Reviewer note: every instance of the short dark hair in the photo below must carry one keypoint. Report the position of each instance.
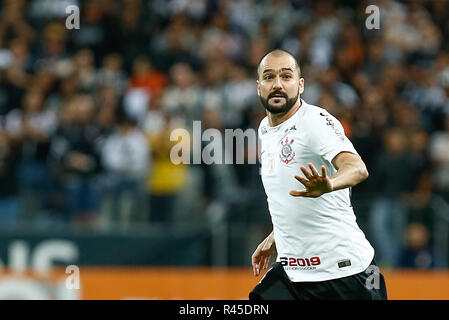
(278, 52)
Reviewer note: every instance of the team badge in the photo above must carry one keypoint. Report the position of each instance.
(287, 153)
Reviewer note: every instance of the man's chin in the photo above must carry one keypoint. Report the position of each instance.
(277, 108)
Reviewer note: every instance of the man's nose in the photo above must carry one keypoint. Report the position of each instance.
(277, 83)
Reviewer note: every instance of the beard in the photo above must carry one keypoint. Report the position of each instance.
(289, 102)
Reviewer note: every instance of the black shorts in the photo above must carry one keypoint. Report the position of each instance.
(362, 286)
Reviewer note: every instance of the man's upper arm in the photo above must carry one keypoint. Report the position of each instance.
(347, 157)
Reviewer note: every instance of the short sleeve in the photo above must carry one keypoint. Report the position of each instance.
(327, 137)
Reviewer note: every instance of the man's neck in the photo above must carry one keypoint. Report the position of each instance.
(275, 119)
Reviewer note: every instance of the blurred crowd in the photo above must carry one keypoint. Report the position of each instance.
(86, 114)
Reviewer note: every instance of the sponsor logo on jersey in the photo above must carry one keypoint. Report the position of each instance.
(344, 263)
(293, 263)
(287, 154)
(290, 129)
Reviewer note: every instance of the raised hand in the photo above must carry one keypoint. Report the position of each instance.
(315, 184)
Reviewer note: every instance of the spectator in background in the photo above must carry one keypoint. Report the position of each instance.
(183, 97)
(125, 157)
(76, 154)
(388, 215)
(439, 153)
(111, 74)
(146, 77)
(166, 180)
(31, 128)
(85, 70)
(9, 189)
(417, 252)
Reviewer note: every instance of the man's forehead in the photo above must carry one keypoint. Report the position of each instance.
(277, 63)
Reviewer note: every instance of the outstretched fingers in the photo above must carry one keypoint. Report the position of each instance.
(323, 172)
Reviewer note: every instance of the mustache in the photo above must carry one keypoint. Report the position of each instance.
(275, 93)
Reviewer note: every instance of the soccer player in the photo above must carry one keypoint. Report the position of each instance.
(308, 166)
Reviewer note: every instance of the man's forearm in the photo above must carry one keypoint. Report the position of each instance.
(349, 175)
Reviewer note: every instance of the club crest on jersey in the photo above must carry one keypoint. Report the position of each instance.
(287, 153)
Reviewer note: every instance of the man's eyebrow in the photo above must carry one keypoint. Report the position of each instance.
(282, 69)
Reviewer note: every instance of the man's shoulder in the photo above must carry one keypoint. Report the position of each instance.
(313, 116)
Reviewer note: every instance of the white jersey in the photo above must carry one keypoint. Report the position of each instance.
(316, 239)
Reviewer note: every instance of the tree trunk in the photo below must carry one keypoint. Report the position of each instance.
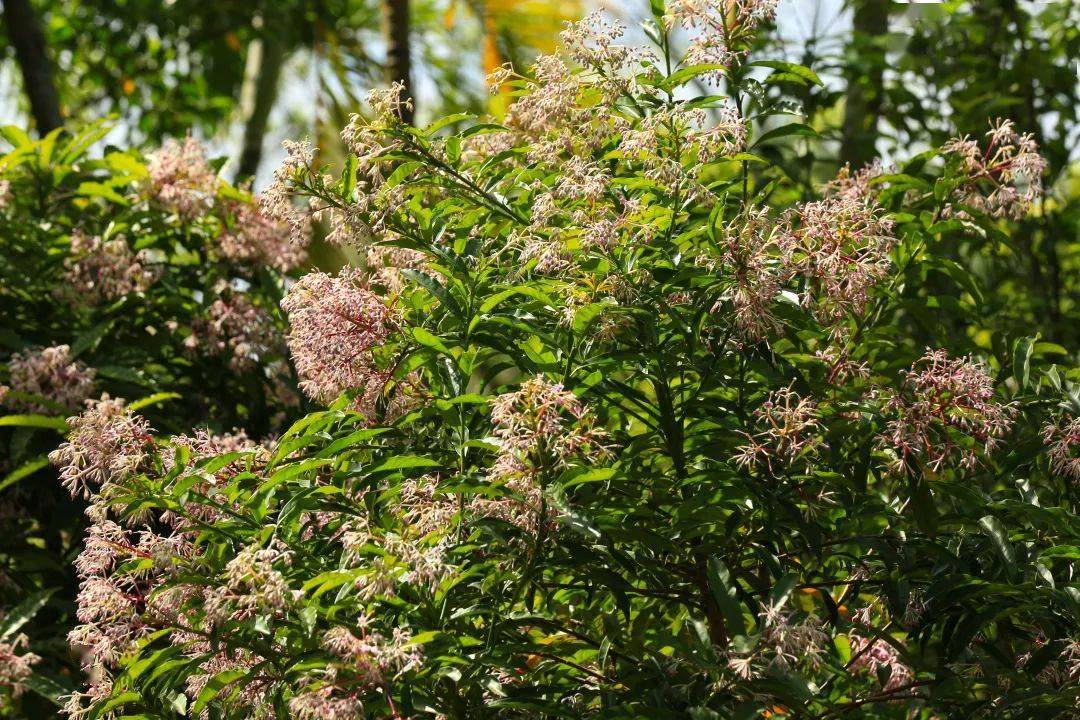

------

Copy out every item above word for word, leaving out the pictures.

Output:
Reviewer note: every instance of the short dark hair in the photo below must carry one keypoint. Report the position of each instance.
(278, 52)
Reviewer note: every instance of the team badge in the photo above must carry one keypoint. Report the position of each instance.
(287, 153)
Reviewer note: every instance of the man's chin in the photo above must carry one keypoint. Report the position of each instance.
(277, 108)
Reviewer note: every instance of the man's nose in the photo above must carry one keypoint. Report the position of each instance.
(277, 83)
Reviewer note: every instance of the beard in the photo above must carry one keypoint. Report the position of each instance.
(289, 102)
Reviewer note: every instance of the black shorts in the photo above must carry one keypoint. Report the position of each instance.
(362, 286)
Reviewer note: every instance of the man's upper arm in the photo above must carry one keypoint. Report the position of each instance.
(347, 157)
Reviewer note: every instance of the short sleeve in the photo above must carry one keypoint. Report the position of each instance.
(327, 137)
Reviewer note: every instance of the man's neck in the photo above must carry one keypoint. Report the position of each instance.
(275, 119)
Reviewer note: every instance of the blurred crowd in the photo above must carry one keypoint. Report the position of each instance.
(86, 114)
Reviewer note: every instance of the sponsor logo on jersey in the photo above must carry one keypoint. Report the position of each instance.
(344, 263)
(293, 263)
(287, 154)
(290, 129)
Reviewer note: every instance of the raised hand in the photo above must carry one keypoint. Report the position of each instance.
(315, 184)
Reviewer note: every instance of the spectator in background in the photo above must carry one keypoint. Report the position of each instance.
(183, 97)
(125, 157)
(76, 154)
(388, 215)
(439, 153)
(111, 74)
(146, 77)
(166, 180)
(31, 128)
(85, 70)
(9, 189)
(417, 252)
Reviewer note: every instance of the man's forehead in the photo above must carry one keypoint. Report the position of each instance.
(277, 63)
Reviewer note: every instance of the outstretched fingers in the photo above must carry one keypoint. Report the position of each instance.
(323, 172)
Reviewer note: every instance of the mustache in the photo above must carry one keypoint. Report the position of each instance.
(275, 93)
Reviewer note: every instance of the soccer player in the photo above must carry one keypoint. Report the position of each instance.
(308, 166)
Reviewer note: every instance of the man's forearm in the photo above must carry one keypoint. Report the position of each instance.
(349, 175)
Reviewer note: every instance of the club crest on jersey in the photo above must carry one keypoint. Report the position of each instance.
(287, 153)
Reviewer note: every instance of the man's eyebrow in the photo above must carry one keypoint. Report the position of each instance.
(282, 69)
Reviewer note: every instance of the man's shoulder in the photo above must carry one keypoint. Report the position of each instance.
(313, 116)
Reviewer note: every instance of the white jersey in the photo above must carry one keypoint. Report the position of each instance.
(316, 239)
Reviewer note: every instance of the tree trunk in the photo below must carry one keypoint. Report the position of each instance.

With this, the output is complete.